---------- GIVEN RECORDS ----------

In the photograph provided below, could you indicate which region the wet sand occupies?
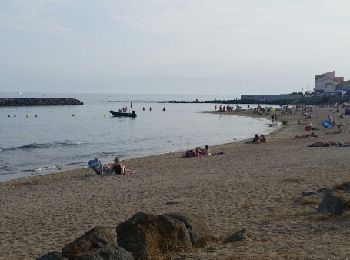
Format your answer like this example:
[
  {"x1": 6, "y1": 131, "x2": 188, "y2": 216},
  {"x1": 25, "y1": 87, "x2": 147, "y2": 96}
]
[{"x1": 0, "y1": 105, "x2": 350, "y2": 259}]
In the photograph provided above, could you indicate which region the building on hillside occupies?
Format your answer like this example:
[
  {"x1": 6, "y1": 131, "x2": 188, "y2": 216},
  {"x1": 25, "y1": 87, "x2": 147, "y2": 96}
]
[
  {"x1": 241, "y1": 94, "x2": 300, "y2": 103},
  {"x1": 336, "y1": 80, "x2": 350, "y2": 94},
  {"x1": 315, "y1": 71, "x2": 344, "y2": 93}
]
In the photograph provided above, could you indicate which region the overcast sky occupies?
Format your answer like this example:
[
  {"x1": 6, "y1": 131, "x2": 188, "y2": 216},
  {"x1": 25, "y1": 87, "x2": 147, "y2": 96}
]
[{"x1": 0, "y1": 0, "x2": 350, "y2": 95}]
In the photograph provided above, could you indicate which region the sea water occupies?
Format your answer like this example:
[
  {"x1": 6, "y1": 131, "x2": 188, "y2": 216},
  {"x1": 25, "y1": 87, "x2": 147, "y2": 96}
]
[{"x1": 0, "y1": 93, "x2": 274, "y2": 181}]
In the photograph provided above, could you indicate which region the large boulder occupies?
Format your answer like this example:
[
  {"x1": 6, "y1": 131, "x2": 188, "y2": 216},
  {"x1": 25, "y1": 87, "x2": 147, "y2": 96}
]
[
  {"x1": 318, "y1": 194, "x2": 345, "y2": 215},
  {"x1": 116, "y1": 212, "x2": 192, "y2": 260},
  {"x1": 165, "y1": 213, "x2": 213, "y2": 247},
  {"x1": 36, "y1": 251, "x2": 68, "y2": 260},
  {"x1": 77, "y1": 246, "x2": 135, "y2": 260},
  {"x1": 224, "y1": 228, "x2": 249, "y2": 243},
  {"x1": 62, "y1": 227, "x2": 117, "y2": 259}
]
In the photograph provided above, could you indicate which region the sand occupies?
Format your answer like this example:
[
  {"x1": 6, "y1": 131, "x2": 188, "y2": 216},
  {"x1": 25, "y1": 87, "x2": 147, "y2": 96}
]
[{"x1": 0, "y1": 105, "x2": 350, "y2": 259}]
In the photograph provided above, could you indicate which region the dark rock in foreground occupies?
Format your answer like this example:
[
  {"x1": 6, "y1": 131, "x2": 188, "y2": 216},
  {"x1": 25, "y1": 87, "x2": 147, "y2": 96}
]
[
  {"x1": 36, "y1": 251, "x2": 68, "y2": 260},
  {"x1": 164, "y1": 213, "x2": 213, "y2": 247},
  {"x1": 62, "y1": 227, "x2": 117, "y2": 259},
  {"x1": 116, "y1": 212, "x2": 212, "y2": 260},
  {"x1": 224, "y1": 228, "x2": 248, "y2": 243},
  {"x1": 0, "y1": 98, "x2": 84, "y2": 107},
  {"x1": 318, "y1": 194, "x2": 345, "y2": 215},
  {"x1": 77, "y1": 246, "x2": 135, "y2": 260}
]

----------
---------- GIVEN RECORDS ----------

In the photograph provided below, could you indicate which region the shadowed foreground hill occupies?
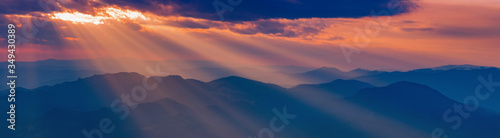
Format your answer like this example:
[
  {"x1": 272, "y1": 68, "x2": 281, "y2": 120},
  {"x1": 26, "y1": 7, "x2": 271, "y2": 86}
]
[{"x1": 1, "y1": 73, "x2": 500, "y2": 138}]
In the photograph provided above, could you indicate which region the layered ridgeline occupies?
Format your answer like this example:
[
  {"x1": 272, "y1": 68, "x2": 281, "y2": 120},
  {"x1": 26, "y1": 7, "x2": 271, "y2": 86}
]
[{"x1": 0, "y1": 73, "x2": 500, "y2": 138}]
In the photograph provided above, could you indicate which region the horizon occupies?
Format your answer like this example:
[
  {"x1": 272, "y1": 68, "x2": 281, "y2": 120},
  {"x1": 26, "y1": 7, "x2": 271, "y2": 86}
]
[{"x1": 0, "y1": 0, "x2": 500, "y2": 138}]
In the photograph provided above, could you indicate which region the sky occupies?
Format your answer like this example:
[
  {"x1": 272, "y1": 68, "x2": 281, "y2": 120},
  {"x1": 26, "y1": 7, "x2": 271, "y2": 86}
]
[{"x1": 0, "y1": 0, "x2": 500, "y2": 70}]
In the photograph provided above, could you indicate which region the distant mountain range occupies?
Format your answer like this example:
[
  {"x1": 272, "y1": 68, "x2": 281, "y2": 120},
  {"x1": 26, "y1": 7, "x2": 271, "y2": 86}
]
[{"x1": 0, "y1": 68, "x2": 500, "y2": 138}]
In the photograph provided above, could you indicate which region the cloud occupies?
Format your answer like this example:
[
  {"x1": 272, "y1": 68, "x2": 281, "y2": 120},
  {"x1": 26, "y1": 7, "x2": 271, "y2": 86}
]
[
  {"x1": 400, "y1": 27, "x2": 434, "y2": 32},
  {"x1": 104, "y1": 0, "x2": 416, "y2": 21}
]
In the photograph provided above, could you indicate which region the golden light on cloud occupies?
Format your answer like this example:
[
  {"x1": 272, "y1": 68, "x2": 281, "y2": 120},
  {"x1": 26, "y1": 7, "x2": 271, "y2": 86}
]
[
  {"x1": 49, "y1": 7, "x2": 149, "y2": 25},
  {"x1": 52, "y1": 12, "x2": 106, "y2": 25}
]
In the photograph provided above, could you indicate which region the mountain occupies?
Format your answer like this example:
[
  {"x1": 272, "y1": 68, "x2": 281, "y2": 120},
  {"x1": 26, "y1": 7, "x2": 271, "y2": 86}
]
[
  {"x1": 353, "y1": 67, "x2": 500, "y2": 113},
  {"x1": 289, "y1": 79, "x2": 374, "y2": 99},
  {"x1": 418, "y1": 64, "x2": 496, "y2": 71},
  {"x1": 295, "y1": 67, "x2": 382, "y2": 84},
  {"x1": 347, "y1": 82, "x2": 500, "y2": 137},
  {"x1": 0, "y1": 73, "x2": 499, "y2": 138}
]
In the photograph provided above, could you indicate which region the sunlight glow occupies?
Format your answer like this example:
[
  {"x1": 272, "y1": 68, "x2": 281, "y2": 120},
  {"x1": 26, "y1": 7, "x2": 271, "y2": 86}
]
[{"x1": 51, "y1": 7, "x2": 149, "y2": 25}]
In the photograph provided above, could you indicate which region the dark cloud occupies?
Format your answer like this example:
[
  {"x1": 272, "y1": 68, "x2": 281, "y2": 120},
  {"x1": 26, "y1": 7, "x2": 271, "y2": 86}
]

----------
---------- GIVEN RECORDS ----------

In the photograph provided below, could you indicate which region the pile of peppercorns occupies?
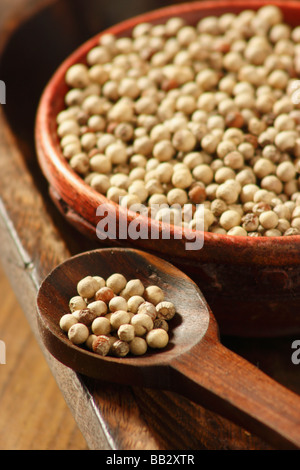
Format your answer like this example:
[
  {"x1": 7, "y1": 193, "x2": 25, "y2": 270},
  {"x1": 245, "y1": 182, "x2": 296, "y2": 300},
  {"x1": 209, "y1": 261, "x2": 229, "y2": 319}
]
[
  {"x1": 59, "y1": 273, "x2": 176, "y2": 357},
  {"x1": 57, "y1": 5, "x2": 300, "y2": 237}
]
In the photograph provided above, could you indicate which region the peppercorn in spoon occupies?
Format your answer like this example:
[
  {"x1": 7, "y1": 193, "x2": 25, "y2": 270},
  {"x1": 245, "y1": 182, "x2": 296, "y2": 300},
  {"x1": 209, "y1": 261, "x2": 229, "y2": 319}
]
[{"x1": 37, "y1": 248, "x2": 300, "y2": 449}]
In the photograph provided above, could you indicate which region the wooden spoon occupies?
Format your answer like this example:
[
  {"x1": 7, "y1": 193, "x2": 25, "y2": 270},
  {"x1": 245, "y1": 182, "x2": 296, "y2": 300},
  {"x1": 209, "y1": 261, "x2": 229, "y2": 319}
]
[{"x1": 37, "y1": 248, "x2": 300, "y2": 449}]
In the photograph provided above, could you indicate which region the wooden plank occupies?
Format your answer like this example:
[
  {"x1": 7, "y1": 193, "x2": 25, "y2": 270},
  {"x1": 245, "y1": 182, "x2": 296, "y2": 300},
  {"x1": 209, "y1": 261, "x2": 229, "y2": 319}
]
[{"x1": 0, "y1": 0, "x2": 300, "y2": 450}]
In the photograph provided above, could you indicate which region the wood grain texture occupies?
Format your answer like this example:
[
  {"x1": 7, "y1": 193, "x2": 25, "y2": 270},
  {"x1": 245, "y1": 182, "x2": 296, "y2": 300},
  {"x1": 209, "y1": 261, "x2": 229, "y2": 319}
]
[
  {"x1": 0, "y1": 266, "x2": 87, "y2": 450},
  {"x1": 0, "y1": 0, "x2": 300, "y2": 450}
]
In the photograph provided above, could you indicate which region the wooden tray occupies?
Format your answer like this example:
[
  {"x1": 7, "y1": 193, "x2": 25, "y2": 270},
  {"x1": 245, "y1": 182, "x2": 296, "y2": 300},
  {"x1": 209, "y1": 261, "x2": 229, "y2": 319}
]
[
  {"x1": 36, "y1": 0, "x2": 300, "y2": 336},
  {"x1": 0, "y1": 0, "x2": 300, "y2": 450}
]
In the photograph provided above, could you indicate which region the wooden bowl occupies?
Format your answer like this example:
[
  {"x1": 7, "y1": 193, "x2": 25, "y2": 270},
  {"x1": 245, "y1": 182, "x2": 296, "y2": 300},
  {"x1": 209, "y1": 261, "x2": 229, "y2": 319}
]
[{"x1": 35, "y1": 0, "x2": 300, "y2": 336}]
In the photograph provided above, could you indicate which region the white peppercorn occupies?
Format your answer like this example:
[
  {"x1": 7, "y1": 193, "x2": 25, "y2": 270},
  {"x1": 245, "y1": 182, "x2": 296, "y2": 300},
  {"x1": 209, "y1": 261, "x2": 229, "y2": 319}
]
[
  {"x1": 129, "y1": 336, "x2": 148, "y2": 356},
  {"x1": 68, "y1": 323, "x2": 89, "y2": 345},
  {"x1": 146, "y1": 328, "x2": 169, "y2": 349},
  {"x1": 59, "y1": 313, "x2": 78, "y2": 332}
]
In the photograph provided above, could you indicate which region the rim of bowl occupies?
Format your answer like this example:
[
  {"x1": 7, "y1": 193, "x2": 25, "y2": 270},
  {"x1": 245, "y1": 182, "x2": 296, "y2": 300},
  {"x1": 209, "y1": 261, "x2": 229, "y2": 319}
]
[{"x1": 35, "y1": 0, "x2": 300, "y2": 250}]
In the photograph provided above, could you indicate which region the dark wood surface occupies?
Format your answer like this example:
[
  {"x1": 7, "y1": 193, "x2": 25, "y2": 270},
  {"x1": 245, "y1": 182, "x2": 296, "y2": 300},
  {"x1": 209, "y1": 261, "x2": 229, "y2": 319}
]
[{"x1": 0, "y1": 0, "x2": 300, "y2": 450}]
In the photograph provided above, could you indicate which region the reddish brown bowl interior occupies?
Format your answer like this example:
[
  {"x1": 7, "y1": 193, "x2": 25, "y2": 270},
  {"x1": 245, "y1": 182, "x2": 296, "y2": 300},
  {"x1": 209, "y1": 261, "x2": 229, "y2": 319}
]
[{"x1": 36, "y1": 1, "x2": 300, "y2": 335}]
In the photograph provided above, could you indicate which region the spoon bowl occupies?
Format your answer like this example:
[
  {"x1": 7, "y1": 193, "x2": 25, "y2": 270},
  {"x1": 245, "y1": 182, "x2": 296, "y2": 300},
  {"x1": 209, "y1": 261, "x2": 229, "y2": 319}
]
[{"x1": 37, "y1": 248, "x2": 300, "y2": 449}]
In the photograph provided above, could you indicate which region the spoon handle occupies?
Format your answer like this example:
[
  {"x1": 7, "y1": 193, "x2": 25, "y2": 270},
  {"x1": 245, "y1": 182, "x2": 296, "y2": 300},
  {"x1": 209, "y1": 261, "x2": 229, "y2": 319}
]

----------

AIM OF THE TASK |
Please give only the number of lines in the records above that contain the word "spoon".

THE OUTPUT |
4